- [WORK INSTRUCTIONS]
1/ In two sentences, how would you summarize the article on the District 52B special election?
2/ Could you extract the part of the article on the District 52B special election from "A special election" up to and including "of votes cast.", word for word?

- [GIVEN PASSAGE]
************

2023 Minnesota House of Representatives District 52B special election

Minnesota House of Representatives District 52B
| Nominee | Bianca Virnig | Cynthia Lonnquist |  |
| Party | Democratic (DFL) | Republican |
| Popular vote | 3,853 | 2,705 |
| Percentage | 58.22% | 40.87% |
| Representative before election Ruth Richardson Democratic (DFL) | Elected Representative Bianca Virnig Democratic (DFL) |

= 2023 Minnesota House of Representatives district 52B special election =

A special election was held in the U.S. state of Minnesota on December 5, 2023, to elect a new representative for District 52B in the Minnesota House of Representatives. The election was caused by the resignation of DFL incumbent Ruth Richardson who left the legislature to focus on her role at Minnesota's Planned Parenthood affiliate. The special election was won by DFL candidate Bianca Virnig with 58% of votes cast.

==Background==
District 52B covers parts of Eagan, Mendota, and Mendota Heights. The Democratic-Farmer-Labor (DFL) Party and Republican Party of Minnesota held a primary to select their candidates for the special election on November 16, 2023. There was only one Republican running in the primary. The Libertarian Party nominated their candidate without a primary.

************

- [GIVEN DATA]

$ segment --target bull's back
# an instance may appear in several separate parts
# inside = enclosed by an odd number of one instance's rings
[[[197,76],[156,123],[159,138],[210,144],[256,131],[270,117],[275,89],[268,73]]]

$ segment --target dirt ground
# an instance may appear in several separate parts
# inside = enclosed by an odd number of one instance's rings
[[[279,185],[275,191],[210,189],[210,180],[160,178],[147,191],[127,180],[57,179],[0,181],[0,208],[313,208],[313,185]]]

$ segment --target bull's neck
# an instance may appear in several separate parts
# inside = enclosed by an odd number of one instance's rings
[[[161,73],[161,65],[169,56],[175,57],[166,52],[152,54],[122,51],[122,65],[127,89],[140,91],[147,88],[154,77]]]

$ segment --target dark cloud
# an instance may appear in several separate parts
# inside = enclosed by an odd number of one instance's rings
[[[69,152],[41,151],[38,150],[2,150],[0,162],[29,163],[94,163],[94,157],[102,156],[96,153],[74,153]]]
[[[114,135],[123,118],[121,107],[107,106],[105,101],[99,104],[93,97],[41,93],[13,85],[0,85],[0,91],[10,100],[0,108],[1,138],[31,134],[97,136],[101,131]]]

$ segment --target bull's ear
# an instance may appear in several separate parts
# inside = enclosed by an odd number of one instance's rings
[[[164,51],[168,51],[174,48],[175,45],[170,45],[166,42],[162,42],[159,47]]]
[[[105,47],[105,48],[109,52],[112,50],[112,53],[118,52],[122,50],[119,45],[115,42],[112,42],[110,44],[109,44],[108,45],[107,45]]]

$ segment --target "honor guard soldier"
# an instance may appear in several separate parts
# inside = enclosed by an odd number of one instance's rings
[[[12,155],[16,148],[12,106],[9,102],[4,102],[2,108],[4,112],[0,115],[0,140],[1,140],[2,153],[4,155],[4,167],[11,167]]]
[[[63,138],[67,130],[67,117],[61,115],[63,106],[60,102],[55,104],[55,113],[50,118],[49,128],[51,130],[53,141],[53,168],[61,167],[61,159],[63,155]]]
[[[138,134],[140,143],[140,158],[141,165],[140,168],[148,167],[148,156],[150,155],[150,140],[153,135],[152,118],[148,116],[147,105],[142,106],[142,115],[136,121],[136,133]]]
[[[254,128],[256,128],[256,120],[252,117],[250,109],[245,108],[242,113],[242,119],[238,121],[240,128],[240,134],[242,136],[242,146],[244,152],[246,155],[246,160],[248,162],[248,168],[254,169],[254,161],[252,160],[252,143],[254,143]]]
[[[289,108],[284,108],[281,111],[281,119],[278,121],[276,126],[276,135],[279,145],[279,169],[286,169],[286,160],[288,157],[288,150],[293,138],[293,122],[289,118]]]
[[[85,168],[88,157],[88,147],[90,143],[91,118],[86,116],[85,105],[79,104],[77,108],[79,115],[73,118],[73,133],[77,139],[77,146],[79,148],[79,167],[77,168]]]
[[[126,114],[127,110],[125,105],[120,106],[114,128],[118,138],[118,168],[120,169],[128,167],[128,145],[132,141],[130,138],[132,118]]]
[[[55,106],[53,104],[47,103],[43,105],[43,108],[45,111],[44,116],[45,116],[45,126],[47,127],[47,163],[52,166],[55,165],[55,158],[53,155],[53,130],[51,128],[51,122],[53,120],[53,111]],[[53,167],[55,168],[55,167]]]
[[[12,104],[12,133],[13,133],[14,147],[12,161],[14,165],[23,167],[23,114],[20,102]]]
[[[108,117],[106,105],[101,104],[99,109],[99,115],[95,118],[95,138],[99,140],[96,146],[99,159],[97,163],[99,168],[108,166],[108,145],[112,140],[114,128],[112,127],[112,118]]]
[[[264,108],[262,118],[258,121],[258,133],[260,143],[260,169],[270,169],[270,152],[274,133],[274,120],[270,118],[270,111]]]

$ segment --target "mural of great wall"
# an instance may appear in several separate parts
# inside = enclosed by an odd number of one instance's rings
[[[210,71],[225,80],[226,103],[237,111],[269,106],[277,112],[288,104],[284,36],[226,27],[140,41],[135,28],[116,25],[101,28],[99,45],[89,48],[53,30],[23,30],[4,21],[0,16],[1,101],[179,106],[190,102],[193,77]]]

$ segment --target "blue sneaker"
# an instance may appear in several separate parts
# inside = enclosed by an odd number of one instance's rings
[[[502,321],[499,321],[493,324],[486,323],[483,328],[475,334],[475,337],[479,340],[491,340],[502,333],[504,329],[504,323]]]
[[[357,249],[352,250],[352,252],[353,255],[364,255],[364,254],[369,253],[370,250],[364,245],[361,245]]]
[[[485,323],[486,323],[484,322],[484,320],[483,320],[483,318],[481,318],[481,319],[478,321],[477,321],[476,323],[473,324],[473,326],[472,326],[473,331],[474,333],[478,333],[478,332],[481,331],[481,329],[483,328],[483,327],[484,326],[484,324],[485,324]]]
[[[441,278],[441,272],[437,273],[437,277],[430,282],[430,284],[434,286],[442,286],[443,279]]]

************

- [ANSWERS IN ORDER]
1/ Minnesota held a special election on December 5, 2023, to fill District 52B in the state House of Representatives after DFL incumbent Ruth Richardson resigned to focus on her role at Minnesota's Planned Parenthood affiliate. DFL candidate Bianca Virnig won with 58% of the votes cast.

2/
A special election was held in the U.S. state of Minnesota on December 5, 2023, to elect a new representative for District 52B in the Minnesota House of Representatives. The election was caused by the resignation of DFL incumbent Ruth Richardson who left the legislature to focus on her role at Minnesota's Planned Parenthood affiliate. The special election was won by DFL candidate Bianca Virnig with 58% of votes cast.